## Отрывок со страницы
-----
Цепким взглядом я замечаю, что не все детали верны, что есть какое-то смещение в пространстве… Но это же не фото, а полотно художника! И оно дарит мне именно тот Город, который всегда внутри у меня. Белая башня словно приблизилась к мальчишке, остановившемся под ней, чуть пригнулась к нему, как добрый великан («Я тебя помню…»). Картина большая, и теперь, когда я вскидываю глаза от клавиатуры компьютера, старая улица по-дружески обнимает меня. Я знаю, что если сверну за церковь – окажусь у своей школы номер девятнадцать. Если пойду вперед – попаду на улицу Герцена. Если зашагаю назад – вскоре окажусь у старинного деревянного дома, в котором много лет жила самая замечательная учительница в Городе Надежда Герасимовна Мусько. В пятьдесят шестом она выпустила в люди наш десятый класс «В», и, уезжая из Тюмени, я подарил ей

на память альбом со своими неумелыми стихами… А потом я выйду на обрывистый берег Туры и увижу заречные дали. Такое вот волшебство искусства.

Смотреть на картину вдвойне радостно от того, что я знаю: когда-то изуродованная Спасская церковь теперь стала такой, как прежде. Такими, как прежде стали и Покровский храм в Севастополе, и Владимирский храм над желтыми скалами Херсонеса… Ось между двумя моими городами окрепла не только в моем воображении, но и наяву…

Еще о белых башнях. С детства мечтал побывать на какой-нибудь из Тюменских колоколен. И вот лет двенадцать назад выпускник моей «Каравеллы» и мой друг, журналист Костя Тихомиров (как горько знать, что его уже нет на этой земле, вечная ему память) повел меня на башню церкви Петра и Павла в Свято-Троицком монастыре. Там – могучие колокола, шум голубиных крыльев, близкие купола и башни, летние облака в синеве, панорама города над высоким берегом, колокольни Знаменской и Спасской церквей… Я смотрел и чувствовал себя мальчишкой, забравшимся сюда без спросу и ощутившим себя в полете над городом. И, конечно, опять вспомнил детство. Мамин рассказ об этом монастыре. Точнее, один эпизод военного времени…

Мама работала тогда в военкомате, ведала пионерскими лагерями и обеспечением семей фронтовиков скудными «дополнительными льготами». Например, распределяла так называемый «утиль» – присланное с фронта потрепанное и дырявое обмундирование, которое после починки можно было носить, можно было пустить на пошив ребячьей одежонки. Под склад утиля приспособили пустующий Троицкий собор, мама там однажды распоряжалась разгрузкой. И увидела на покрытой потемневшими фресками штукатурке след автоматной очереди.
-----
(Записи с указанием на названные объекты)
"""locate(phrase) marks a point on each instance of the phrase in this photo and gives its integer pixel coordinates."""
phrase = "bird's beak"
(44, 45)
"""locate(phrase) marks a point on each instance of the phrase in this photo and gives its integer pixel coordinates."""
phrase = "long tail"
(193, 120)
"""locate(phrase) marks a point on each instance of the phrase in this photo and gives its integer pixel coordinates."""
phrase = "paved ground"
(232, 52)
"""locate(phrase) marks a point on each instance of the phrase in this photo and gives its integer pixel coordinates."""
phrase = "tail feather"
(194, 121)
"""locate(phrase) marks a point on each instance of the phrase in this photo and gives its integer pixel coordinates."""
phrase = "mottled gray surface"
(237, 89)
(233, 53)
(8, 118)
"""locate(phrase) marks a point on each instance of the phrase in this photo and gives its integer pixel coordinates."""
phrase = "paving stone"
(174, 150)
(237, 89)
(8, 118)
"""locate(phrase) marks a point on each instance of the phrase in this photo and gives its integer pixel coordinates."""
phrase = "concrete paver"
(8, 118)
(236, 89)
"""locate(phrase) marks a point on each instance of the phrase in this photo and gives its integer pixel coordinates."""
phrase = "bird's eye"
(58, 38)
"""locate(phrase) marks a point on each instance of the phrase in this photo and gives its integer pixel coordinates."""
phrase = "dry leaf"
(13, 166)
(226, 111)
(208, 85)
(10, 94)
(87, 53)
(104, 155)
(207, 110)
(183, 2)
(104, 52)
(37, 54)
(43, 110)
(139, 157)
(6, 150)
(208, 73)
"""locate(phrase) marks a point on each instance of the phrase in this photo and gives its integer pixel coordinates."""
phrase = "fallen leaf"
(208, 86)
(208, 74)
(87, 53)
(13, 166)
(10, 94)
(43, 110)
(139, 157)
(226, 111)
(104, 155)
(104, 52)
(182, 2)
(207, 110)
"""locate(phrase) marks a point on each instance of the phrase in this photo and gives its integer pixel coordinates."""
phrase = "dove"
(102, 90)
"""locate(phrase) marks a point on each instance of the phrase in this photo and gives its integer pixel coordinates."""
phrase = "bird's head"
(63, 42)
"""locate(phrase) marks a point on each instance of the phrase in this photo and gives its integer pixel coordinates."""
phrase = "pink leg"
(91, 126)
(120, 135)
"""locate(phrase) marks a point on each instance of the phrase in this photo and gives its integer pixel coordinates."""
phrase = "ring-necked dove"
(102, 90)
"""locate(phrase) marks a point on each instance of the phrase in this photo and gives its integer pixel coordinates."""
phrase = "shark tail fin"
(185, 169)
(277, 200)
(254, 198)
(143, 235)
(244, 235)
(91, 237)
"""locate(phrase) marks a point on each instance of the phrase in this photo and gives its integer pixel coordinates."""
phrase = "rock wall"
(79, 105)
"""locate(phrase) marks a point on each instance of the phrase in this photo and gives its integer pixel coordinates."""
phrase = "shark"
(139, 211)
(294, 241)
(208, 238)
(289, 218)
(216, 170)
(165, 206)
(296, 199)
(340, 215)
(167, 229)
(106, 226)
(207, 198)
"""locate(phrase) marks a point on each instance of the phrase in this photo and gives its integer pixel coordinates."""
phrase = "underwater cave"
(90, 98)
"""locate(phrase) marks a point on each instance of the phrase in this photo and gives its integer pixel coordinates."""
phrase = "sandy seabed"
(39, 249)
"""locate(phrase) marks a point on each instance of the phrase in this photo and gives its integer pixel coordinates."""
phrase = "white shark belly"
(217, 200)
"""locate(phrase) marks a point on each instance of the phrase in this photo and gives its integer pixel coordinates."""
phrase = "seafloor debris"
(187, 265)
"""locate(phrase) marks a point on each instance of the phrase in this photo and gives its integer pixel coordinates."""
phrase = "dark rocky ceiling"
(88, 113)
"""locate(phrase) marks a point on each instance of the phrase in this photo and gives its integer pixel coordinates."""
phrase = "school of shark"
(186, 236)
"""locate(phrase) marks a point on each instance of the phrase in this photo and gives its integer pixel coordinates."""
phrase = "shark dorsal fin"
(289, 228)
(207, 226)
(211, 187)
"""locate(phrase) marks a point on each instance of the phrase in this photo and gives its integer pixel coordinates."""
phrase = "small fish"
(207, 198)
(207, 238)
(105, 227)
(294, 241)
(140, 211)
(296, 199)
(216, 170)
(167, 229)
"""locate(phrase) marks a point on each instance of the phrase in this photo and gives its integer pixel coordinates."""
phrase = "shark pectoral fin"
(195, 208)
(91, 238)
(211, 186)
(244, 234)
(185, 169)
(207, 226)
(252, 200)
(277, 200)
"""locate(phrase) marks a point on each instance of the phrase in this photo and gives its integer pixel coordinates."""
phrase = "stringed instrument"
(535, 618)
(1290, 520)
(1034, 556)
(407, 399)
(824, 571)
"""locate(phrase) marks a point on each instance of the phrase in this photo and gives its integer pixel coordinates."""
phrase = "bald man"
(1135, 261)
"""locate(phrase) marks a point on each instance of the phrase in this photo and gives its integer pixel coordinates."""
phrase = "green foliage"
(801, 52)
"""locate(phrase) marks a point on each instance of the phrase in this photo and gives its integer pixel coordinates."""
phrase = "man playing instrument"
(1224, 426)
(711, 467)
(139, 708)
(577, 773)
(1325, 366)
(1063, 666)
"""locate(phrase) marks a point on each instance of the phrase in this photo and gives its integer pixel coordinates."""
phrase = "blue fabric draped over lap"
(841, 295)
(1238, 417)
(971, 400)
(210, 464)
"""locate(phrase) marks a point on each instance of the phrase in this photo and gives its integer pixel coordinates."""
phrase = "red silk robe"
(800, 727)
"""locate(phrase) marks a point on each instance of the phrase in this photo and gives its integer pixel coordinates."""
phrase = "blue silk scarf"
-----
## Цель задания 1
Процитируйте воспоминания о Тюмени: всё начиная со слов «Мама работала тогда» и вниз до слов «след автоматной очереди.».
## Цель задания 2
Переведите на английский язык предложение из воспоминаний о Тюмени: «Картина большая, и теперь, когда я вскидываю глаза от клавиатуры компьютера, старая улица по-дружески обнимает меня».
## Цель задания 3
Напишите продолжение воспоминаний о Тюмени, начиная сразу после последнего приведенного предложения.
Записи для работы не понадобятся.

## Ответ к заданию 1
Мама работала тогда в военкомате, ведала пионерскими лагерями и обеспечением семей фронтовиков скудными «дополнительными льготами». Например, распределяла так называемый «утиль» – присланное с фронта потрепанное и дырявое обмундирование, которое после починки можно было носить, можно было пустить на пошив ребячьей одежонки. Под склад утиля приспособили пустующий Троицкий собор, мама там однажды распоряжалась разгрузкой. И увидела на покрытой потемневшими фресками штукатурке след автоматной очереди.

## Ответ к заданию 2
The painting is large, and now, when I raise my eyes from the computer keyboard, the old street embraces me like a friend.

## Ответ к заданию 3
– Это кто же тут безобразничал? – сказала мама.

Развязный самоуверенный старшина из тертых тыловых чинов небрежно объяснил:

– Ребята побаловались. Видать, были у них неучтенные патроны… – Под ребятами он имел ввиду подчиненных красноармейцев.

Мама сказала, что это безобразие: палить из автомата в храме.

Тут же вынырнул (словно у нее из-под локтя) юркий снабженец:

– А вам что, жаль эту поповскую размалевку?

Мама сказала, что речь идет не о «поповской размалевке», а об исторических и культурных ценностях, достоянии народа. И добавила: «Лучше помалкивайте, если не разбираетесь…» И вертлявый снабженец умолк, но маме стало ясно, что сегодня же ее слова станут известны «там, где следует». Тем более. что там маму уже знали. Еще до войны «приглашали для бесед» по поводу того, что она – в ту пору заведующая детским садом – почему-то не исключает из этого сада детей, чьи родители объявлены врагами народа.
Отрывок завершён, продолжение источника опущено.